◆ Selected passage:
┌──

From our favourite Disney stories to the horror flicks that sent shivers down our spines, movies are constantly being remade and fans everywhere have something to say about it.

Maybe for you its just a money grab, or maybe you’re excited to see the latest one in theatres. Either way you slice it, there’s just no denying that remaking classic films has become a pillar of modern film.

There exists no industry in which the wonders of technology are so apparent and numerous as in the world of film, where every day, reality walks a fine line between science and sheer magic.

The films we love carry us off to a fantasy world, so a lacklustre production can taint that experience for audiences when it doesn’t deliver the adventure. We love to see our favourite actors on screen and it’s tough accepting someone new in their roles. We see re-makes that miss the point of the original story, or changed it so much it became it unrecognizable.

Some re-makes definitely fall far short of expectations. 

If you saw “Clash of the Titans”, you know what great visual effects can do for a feature film without a strong plot line. 

Not much.

The remake of the original Clash of the Titans in 2010 was not well received. It scored 28% by critics on Rotten Tomatoes

“Teenage Mutant Ninja Turtles” really made sure to drive this point home as well.

Nobody talks like that.

Not ever.
Not in the history of talking, OR real life.

And Karate Kid?

Wow.

I didn’t think Jackie Chan could fumble a martial arts movie, but there it is.

Jackie Chan was involved in the 2010 remake of the Karate Kid

Wax OFF, Mr. Chan.

Relief only came from knowing I wouldn’t have to suffer through co-star Jaden Smith attempting a British accent until his later work.

While entertainment changes with the times, classic films often reveal social issues we once faced. They let us travel back in time and get insight into what our society was, is now, and where it’s headed next. These stories are full of wisdom, but fall by the wayside in favour of more visually stimulating productions.
This is to be expected with so much technology, but many films out there today are actually being praised for bringing classics back to life. 

True Grit, starring Jeff Bridges as “Rooster Cogburn”, is considered better than the original by many and was nominated for 10 Academy Awards.

Jeff Bridges in True Grit (2010) was well-received scoring 96% on Rotten Tomatoes.

Ocean’s 11 is another top notch remake. The stylish cinematography, ostentatious wardrobe, vibrant soundtrack and charming cast wowed audiences. Witty dialogue and a well constructed plot put the icing on the cake.

True Lies, with Arnold Schwarzenegger was re-vamped from an obscure french film, “La Totale”. It is the quintessential 90’s action film, wherein Arnie delivers sarcastic one-liners, flies a fighter jet AND dances the tango. 

I’m serious. 

Arnold Schwarzenegger dances the tango with Tia Carrere. Watch it if you haven’t already.

Advances in technology allow for greater excitement and the creation of storytelling techniques which were previously not possible. Now we can take the elements of great storytelling and weave technology into the fabric of our work— exciting the senses and the imagination at the same time with stunning visuals, plus great stories that hold powerful messages to captivate and inspire audiences. By combining these two key elements we build on the great legacy of film over the last century.

So do we really need all these re-makes?

I think so.

We need today’s actors in great roles, growing into tomorrow’s Academy Award winners. We need modern writers to understand the classics, applying their own creativity— making stories interesting and accessible for younger generations. We need audiences to treasure and celebrate the achievements that lead the film industry to this point.

We all need to remember where film came from and not leave important truths behind. Remade films are a pool of wisdom where we reflect on what we learned from the past.

What opportunities lay still untapped for us tomorrow?

└──

[Dataset records about object locations]

┌──

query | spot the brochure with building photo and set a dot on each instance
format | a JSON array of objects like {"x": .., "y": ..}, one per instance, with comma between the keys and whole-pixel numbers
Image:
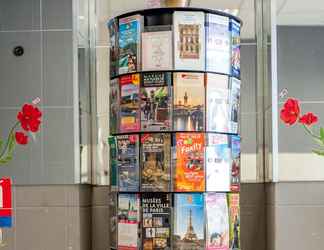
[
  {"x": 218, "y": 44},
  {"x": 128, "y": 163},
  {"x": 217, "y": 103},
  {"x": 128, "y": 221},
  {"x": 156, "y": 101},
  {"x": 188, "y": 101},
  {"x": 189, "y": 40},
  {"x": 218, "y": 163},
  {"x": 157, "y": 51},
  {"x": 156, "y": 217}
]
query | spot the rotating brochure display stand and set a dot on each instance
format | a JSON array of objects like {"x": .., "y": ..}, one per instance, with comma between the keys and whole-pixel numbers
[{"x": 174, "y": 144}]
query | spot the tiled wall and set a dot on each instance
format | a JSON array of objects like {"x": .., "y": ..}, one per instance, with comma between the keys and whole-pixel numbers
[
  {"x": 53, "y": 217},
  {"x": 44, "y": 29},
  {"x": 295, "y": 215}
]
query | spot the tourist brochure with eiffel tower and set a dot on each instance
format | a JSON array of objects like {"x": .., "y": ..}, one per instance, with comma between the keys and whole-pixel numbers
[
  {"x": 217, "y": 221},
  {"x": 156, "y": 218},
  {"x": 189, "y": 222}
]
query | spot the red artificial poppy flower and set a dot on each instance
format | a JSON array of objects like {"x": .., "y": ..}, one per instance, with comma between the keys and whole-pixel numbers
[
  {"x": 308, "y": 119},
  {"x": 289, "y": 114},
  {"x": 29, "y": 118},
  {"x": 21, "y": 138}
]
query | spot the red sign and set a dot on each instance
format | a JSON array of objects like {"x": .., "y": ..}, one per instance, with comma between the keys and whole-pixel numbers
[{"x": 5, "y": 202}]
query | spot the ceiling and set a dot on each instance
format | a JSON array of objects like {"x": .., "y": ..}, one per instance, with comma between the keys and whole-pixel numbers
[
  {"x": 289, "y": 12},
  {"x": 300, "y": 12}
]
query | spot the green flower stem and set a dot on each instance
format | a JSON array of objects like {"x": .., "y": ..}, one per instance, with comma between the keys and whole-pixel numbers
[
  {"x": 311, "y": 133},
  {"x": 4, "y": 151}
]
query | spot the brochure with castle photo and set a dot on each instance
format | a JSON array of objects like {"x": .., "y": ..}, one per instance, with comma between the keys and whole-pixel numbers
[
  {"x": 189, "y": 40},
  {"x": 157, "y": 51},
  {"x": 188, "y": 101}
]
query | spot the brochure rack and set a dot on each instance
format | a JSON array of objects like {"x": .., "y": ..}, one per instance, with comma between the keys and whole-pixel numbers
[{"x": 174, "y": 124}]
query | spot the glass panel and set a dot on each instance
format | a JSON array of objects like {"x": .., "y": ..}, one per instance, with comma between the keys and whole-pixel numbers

└──

◆ Directions:
1. Output, word for word, the part of the essay on movie remakes that opens with the words containing "Jeff Bridges in" and closes with "I’m serious.".
2. List every actor named in the essay on movie remakes.
Rely only on the essay on movie remakes.

◆ Outputs for the tasks:
1.
Jeff Bridges in True Grit (2010) was well-received scoring 96% on Rotten Tomatoes.

Ocean’s 11 is another top notch remake. The stylish cinematography, ostentatious wardrobe, vibrant soundtrack and charming cast wowed audiences. Witty dialogue and a well constructed plot put the icing on the cake.

True Lies, with Arnold Schwarzenegger was re-vamped from an obscure french film, “La Totale”. It is the quintessential 90’s action film, wherein Arnie delivers sarcastic one-liners, flies a fighter jet AND dances the tango. 

I’m serious.

2.
Jackie Chan
Jaden Smith
Jeff Bridges
Arnold Schwarzenegger
Tia Carrere